GIVEN TASK:
Give back the records below exactly, every one, with no pictures.
════════
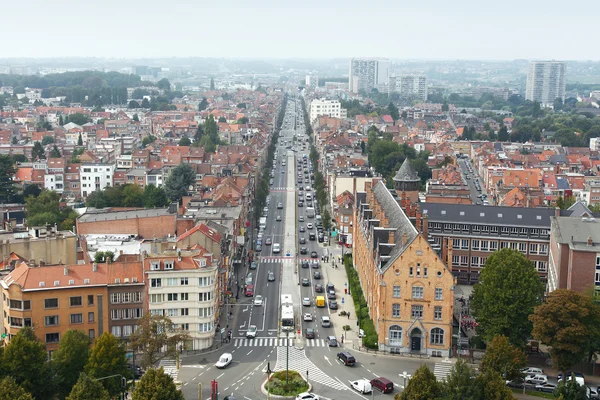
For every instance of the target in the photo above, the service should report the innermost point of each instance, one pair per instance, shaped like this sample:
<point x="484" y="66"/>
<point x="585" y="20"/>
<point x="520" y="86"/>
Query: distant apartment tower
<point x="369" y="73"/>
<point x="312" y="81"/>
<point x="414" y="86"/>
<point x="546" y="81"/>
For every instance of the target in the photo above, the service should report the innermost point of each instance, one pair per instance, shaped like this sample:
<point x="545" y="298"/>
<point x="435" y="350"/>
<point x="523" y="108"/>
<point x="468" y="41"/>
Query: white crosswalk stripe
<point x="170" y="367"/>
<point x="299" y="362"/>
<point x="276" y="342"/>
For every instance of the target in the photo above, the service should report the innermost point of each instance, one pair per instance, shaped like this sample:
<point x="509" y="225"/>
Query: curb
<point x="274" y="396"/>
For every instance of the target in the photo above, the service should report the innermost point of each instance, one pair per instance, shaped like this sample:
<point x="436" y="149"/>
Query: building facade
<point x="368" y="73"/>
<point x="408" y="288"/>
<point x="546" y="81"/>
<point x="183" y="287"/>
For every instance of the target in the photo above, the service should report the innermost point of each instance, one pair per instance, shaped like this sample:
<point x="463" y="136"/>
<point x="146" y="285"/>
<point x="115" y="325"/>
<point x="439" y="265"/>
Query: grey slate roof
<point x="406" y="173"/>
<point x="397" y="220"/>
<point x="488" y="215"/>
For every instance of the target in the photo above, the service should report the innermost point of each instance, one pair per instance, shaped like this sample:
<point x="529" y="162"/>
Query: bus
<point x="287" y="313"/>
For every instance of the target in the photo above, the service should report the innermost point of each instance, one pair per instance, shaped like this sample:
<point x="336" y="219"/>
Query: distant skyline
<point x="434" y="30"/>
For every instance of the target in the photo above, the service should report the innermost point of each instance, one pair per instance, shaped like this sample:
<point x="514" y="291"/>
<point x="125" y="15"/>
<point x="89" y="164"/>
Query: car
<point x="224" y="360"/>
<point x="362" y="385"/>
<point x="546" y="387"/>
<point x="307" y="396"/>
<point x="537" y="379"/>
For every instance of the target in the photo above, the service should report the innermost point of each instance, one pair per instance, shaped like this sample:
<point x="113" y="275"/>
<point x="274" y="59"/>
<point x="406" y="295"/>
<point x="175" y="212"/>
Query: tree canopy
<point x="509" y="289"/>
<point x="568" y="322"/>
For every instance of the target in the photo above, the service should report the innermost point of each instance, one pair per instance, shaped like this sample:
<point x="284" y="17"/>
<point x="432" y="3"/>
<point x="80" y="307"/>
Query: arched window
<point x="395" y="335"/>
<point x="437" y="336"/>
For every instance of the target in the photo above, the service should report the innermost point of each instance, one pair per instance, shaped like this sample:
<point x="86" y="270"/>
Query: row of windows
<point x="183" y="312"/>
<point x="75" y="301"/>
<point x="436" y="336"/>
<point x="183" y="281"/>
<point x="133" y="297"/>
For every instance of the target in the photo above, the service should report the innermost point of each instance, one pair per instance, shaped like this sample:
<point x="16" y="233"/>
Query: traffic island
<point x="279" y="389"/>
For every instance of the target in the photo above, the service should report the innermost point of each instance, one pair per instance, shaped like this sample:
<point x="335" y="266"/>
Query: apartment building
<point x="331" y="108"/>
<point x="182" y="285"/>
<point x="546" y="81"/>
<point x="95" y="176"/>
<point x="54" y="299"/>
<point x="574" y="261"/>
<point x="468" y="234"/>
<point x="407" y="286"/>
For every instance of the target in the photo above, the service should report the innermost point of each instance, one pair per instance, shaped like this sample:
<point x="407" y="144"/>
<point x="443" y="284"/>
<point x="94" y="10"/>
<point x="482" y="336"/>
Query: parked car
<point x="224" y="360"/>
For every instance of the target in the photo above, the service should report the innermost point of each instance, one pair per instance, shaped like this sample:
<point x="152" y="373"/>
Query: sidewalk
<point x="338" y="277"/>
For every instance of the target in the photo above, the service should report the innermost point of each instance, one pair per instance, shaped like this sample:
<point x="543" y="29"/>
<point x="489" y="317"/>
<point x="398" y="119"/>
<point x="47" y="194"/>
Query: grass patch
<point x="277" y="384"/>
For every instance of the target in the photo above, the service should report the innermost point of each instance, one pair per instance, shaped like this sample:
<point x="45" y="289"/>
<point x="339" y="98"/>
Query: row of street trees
════════
CORRECT OUTPUT:
For every instance of the target in the photo above, the service should report the innermost point of each instance, one pair per instance, shaped like this sample:
<point x="484" y="66"/>
<point x="585" y="20"/>
<point x="520" y="86"/>
Query: distant apartment tower
<point x="369" y="73"/>
<point x="312" y="81"/>
<point x="414" y="86"/>
<point x="546" y="81"/>
For every instance of the target in the photo above, the service should report the innermost point of each instance, one pair per instance, shaped like this sample:
<point x="545" y="298"/>
<point x="435" y="350"/>
<point x="523" y="108"/>
<point x="468" y="41"/>
Query: white crosswalk stripe
<point x="170" y="367"/>
<point x="299" y="362"/>
<point x="276" y="342"/>
For every instance of the target in the photo above, the service should report the innermost point of each instance, one pair per instance, shaped like this sample:
<point x="509" y="225"/>
Query: curb
<point x="274" y="396"/>
For every instance of the target in the photo above, the service should report the innermost point of each instance, one pair per instance, shaped like this sample:
<point x="436" y="149"/>
Query: building facade
<point x="368" y="73"/>
<point x="408" y="288"/>
<point x="546" y="81"/>
<point x="183" y="287"/>
For every instance of the target in the photo above, the service should report the innermost point of each instance, one pair per instance, shaped like this sample:
<point x="463" y="136"/>
<point x="146" y="285"/>
<point x="115" y="325"/>
<point x="439" y="265"/>
Query: grey slate roof
<point x="406" y="173"/>
<point x="397" y="220"/>
<point x="488" y="215"/>
For every instance of the target in the photo above, the service should report the innermost point of each instance, one pair per instance, shaped like this sample:
<point x="529" y="162"/>
Query: bus
<point x="287" y="313"/>
For every instance of the target in the photo above, the service should report the innermost point of each instance, one pair per instance, shaped like this sample:
<point x="336" y="219"/>
Query: distant skyline
<point x="434" y="30"/>
For every instance of the target in the photo above, the service should report the innermost point of each instance, one pair per instance, shaped like this sample:
<point x="514" y="291"/>
<point x="125" y="15"/>
<point x="89" y="164"/>
Query: car
<point x="224" y="360"/>
<point x="362" y="385"/>
<point x="546" y="387"/>
<point x="307" y="396"/>
<point x="537" y="379"/>
For every instance of the target in the photo above, the service should report the innermost point of each instance, one pair per instance, shaped like this sample:
<point x="113" y="275"/>
<point x="274" y="59"/>
<point x="406" y="295"/>
<point x="175" y="212"/>
Query: tree canopy
<point x="509" y="289"/>
<point x="568" y="322"/>
For every instance of the target in the photo above, the service should report the innermost point of each instance, one pair per instance, shaped like this sample:
<point x="284" y="17"/>
<point x="432" y="3"/>
<point x="80" y="307"/>
Query: arched window
<point x="395" y="335"/>
<point x="437" y="336"/>
For every instance of the target in the photo above, the service should report the innermost point of each instance, one pair per instance, shaped like this sample:
<point x="86" y="270"/>
Query: row of windows
<point x="183" y="312"/>
<point x="75" y="301"/>
<point x="436" y="336"/>
<point x="183" y="281"/>
<point x="133" y="297"/>
For every instance of the target in the photo above, the service should report the innermost point of each instance, one pair per instance, shaped like this sample:
<point x="16" y="233"/>
Query: traffic island
<point x="279" y="389"/>
For every instance of the target in the photo above, the service should report the innermost point of each instance, one pair per instance, shaped like this sample:
<point x="335" y="266"/>
Query: apartment building
<point x="331" y="108"/>
<point x="182" y="285"/>
<point x="546" y="81"/>
<point x="95" y="176"/>
<point x="54" y="299"/>
<point x="574" y="261"/>
<point x="468" y="234"/>
<point x="407" y="286"/>
For every instance of the target in the photo above, the service should report the innermost point of each instance, one pair per instance, shaped like this sample:
<point x="407" y="144"/>
<point x="443" y="284"/>
<point x="94" y="10"/>
<point x="482" y="336"/>
Query: parked car
<point x="224" y="360"/>
For every instance of the target in the photo above, the service should report the innermost point of each instance, one pair per instance, shaped like this sample:
<point x="152" y="373"/>
Query: sidewalk
<point x="338" y="277"/>
For every instance of the target in the photo above, the service should report the innermost point of each instance, one pair per instance, shaped like this sample:
<point x="543" y="29"/>
<point x="489" y="317"/>
<point x="398" y="119"/>
<point x="47" y="194"/>
Query: grass patch
<point x="277" y="384"/>
For every instance of the target in the photo above, the service should report the innermost point of each instance, one pair per instance, shaped like this sample:
<point x="45" y="289"/>
<point x="339" y="98"/>
Query: row of street trees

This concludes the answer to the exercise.